**Exercises to complete**
a) According to the functional capacity tutorial, what does demonstrating 5 METS on a treadmill stress test equal?
b) Write out the stretch of the functional capacity tutorial from "First, my definition" through "disability and impairment.", swapping "financial independence" for "economic independence".
c) Carry on the functional capacity tutorial past its final sentence.

**Text**
• • • • • • •
Functional Capacity Tutorial by Linda Nee
Although private disability policies continue to require insureds to be “unable to perform material and substantial duties” in order to qualify for benefits, insurers continue to concoct misrepresentations of what physical/mental functional capacity is, and how it should be credibly determined.
If one examines a typical functional capacity evaluation questionnaire, it becomes obvious that Unum’s (and other insurers’) Attending Physician Statements are mirror images of recommended opinions for determining insureds’ physical capacity. APS forms basically ask treating physicians for their “opinions” as to functional capacity since in truth, they haven’t evaluated it. Some physicians refuse to comment about functional capacity and rightly so.
First, my definition of physical or mental functional capacity is, “the degree to which individuals are able to physically or mentally perform those activities required to sustain self-care, in addition to, and including, reasonable job tasks sufficient to acquire financial independence and stability.” Although some might not entirely agree with my definition, in my opinion, it fits perfectly with the concept of disability and impairment.
Insurers, however, give themselves a wide berth when it comes to devising claim management strategies that “opine” what functional capacity is, and whether insureds have it sufficiently enough to allege they can work. Most private disability medical resource peer reviewers include statements about “physical functional work capacity” without ever having actually tested, or evaluated it. In the end, most medical reviews, whether out-sourced, or performed in-house, represents “opinions” of functional work capacity rather than precise evaluations of it.
The most egregious strategies I’ve encountered by a private insurer is Unum’s rather sophisticated methodology of equating METS to levels of functional capacity. For example, demonstration of 5 METS on a treadmill stress test equals at least “sedentary capacity for work” and so on. At least Unum attempts to allege work capacity using, in its opinion, in-house objective and statistical categorizing, the result of which is still opinionated and subjective.
• • • • • • •
**Dataset records**
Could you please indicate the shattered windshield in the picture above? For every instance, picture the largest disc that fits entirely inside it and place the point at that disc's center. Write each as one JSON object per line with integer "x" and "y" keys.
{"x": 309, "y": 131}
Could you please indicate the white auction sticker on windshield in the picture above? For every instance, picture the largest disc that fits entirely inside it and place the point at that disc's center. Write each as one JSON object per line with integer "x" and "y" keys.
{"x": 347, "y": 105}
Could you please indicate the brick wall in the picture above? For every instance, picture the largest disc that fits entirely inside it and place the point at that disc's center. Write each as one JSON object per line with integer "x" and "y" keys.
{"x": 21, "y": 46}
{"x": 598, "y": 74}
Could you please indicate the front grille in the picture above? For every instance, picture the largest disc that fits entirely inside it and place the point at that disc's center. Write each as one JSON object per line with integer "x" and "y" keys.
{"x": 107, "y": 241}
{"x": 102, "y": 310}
• • • • • • •
**Outputs in order**
a) At least "sedentary capacity for work."

b)
First, my definition of physical or mental functional capacity is, “the degree to which individuals are able to physically or mentally perform those activities required to sustain self-care, in addition to, and including, reasonable job tasks sufficient to acquire economic independence and stability.” Although some might not entirely agree with my definition, in my opinion, it fits perfectly with the concept of disability and impairment.

c)
Other attempts to rationalize functional capacity in order to deny claims becomes quite silly really. For example, The Hartford’s most recent attempt to allege that writing a letter in defense of a claim demonstrates work capacity, or Unum’s claim that using it’s website portal does the same seems incredibly deceptive on the part of insurers to allege work capacity where none exists. In addition, a three-day surveillance is no indication of work capacity either.
Although discussing the credibility of Functional Capacities Evaluations is another article entirely, it can reasonably be said that without a formal “physical or mental functional capacity evaluation”, the status of work capacity cannot be accurately measured. When one considers that many disability claims are worth millions in financial reserve, the concept of “guessing”, or “providing self-conflicted opinions” as to insureds’ work capacity should not be acceptable to anyone, or any industry for that matter.
It seems obvious to me that the issue of “work capacity” from the insurers’ point of view is automatically pointed, or directed to alleging work capacity so that more claims can be denied.
All of the information I’ve reviewed, including the criteria of SSA, suggests that functional capacity should be determined in combination with a complete medical history of physical activity and personal conditioning in additional to physical work tasks customary and historically sustained by the individual.
In the end, insurers’ opinions and misrepresentations about physical functional capacity are deliberately intended to allege work capacity where none exists. Without a credible evaluation including validity testing, work capacity really can’t be accurately determined, particularly by a third-party paper reviewer.
It’s important to keep in mind that despite insurer attempts to allege work capacity, the “opinions” rendered are not accurate assessments of demonstrated work capacity.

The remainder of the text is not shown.